* EXERCISE OBJECTIVE *
Each line of the data should be transcribed exactly as given.

DATA SUPPLIED Start Marker

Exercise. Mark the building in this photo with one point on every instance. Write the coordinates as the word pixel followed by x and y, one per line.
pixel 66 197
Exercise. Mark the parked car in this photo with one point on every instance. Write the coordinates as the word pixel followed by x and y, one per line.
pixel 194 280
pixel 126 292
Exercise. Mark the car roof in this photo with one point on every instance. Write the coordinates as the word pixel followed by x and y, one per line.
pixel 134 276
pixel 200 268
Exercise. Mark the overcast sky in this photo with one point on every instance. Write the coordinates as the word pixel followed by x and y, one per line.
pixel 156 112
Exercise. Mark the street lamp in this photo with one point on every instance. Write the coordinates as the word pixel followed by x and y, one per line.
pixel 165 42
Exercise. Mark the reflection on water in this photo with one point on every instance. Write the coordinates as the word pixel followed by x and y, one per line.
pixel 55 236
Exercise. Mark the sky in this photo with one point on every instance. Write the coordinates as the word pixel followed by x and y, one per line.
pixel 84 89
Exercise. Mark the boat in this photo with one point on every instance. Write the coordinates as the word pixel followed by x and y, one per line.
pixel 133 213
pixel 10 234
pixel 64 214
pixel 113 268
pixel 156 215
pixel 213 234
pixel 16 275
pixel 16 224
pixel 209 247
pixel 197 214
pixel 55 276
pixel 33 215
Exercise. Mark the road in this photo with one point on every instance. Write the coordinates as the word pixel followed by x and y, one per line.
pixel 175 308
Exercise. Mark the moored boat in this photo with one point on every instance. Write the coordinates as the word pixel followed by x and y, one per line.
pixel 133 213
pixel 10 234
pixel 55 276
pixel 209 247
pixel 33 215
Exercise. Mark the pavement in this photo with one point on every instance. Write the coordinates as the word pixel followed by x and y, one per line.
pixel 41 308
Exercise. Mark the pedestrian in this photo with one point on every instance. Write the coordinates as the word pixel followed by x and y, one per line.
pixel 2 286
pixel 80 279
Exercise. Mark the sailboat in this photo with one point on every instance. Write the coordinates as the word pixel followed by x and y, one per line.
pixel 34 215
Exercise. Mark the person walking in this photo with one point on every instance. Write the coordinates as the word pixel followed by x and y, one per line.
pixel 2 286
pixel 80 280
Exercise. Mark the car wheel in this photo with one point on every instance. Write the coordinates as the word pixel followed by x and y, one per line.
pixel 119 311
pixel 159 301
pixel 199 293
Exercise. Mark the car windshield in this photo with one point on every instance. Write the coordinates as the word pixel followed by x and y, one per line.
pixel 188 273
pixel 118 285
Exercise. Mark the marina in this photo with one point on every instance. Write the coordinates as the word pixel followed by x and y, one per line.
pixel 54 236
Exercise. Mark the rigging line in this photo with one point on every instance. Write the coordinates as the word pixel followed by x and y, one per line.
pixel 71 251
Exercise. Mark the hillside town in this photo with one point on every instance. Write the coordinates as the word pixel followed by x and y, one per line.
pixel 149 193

DATA SUPPLIED End Marker

* EXPECTED ANSWER *
Exercise. Mark the building in this photo with one point on every instance. Write the coordinates as the word pixel followed by x and y, one per line.
pixel 66 197
Exercise. Mark the parked car in this photo with one point on every instance. Write the coordinates as the word pixel followed by x and y, one per line.
pixel 194 280
pixel 126 292
Exercise. Mark the car roof in this photo with one point on every instance. Write the coordinates as the word pixel followed by x and y, one per line.
pixel 134 276
pixel 200 268
Exercise. Mark the overcast sky in this photo with one point on every instance. Write the coordinates as the word pixel followed by x and y, one per line.
pixel 156 112
Exercise. Mark the street lamp in this photo with one point on every instance. Write the coordinates as the word pixel followed by x and y, one per line.
pixel 165 42
Exercise. Mark the reflection on water in this photo with one point on every instance. Write the coordinates as the word pixel followed by x and y, one per line.
pixel 55 236
Exercise. Mark the sky in this photo with one point on every instance. Write the coordinates as the word pixel followed by x and y, one per line.
pixel 84 89
Exercise. Mark the boat in this photo with one point on every instance. Write the coordinates as the word pixel followed by x and y, one per line.
pixel 133 213
pixel 10 234
pixel 64 214
pixel 113 268
pixel 156 215
pixel 213 234
pixel 16 275
pixel 16 224
pixel 209 247
pixel 197 214
pixel 55 276
pixel 33 215
Exercise. Mark the road in this photo with one point on every instance. Write the coordinates as the word pixel followed by x and y, one per line.
pixel 175 308
Exercise. Mark the moored boat in this photo with one point on every instance. Write the coordinates as the word pixel followed by x and y, one per line.
pixel 133 213
pixel 10 234
pixel 55 276
pixel 209 247
pixel 33 215
Exercise. Mark the pavement in this photo with one point on every instance. Write the coordinates as the word pixel followed by x and y, one per line.
pixel 41 308
Exercise. Mark the pedestrian in this photo with one point on every instance. Write the coordinates as the word pixel followed by x and y, one per line.
pixel 2 286
pixel 80 279
Exercise. Mark the sailboat in this photo with one point on every instance. Write the coordinates as the word pixel followed by x and y, one per line.
pixel 34 215
Exercise. Mark the person walking in this photo with one point on every instance. Write the coordinates as the word pixel followed by x and y, one per line.
pixel 2 286
pixel 80 280
Exercise. Mark the car wheel in this photo with one point on every instance. Write the coordinates as the word pixel followed by x and y, one per line.
pixel 119 311
pixel 159 301
pixel 199 293
Exercise. Mark the car windshield in this photo with one point on every instance. Write the coordinates as the word pixel followed by x and y, one per line.
pixel 188 273
pixel 118 285
Exercise. Mark the marina in this photo with one point on every instance. Write the coordinates as the word pixel followed by x and y, one per line.
pixel 54 236
Exercise. Mark the rigging line in this photo with one point on every instance. Write the coordinates as the word pixel followed by x and y, one per line.
pixel 71 251
Exercise. Mark the hillside town in this photo with one point on every instance. Write the coordinates as the word pixel followed by x and y, one per line.
pixel 149 193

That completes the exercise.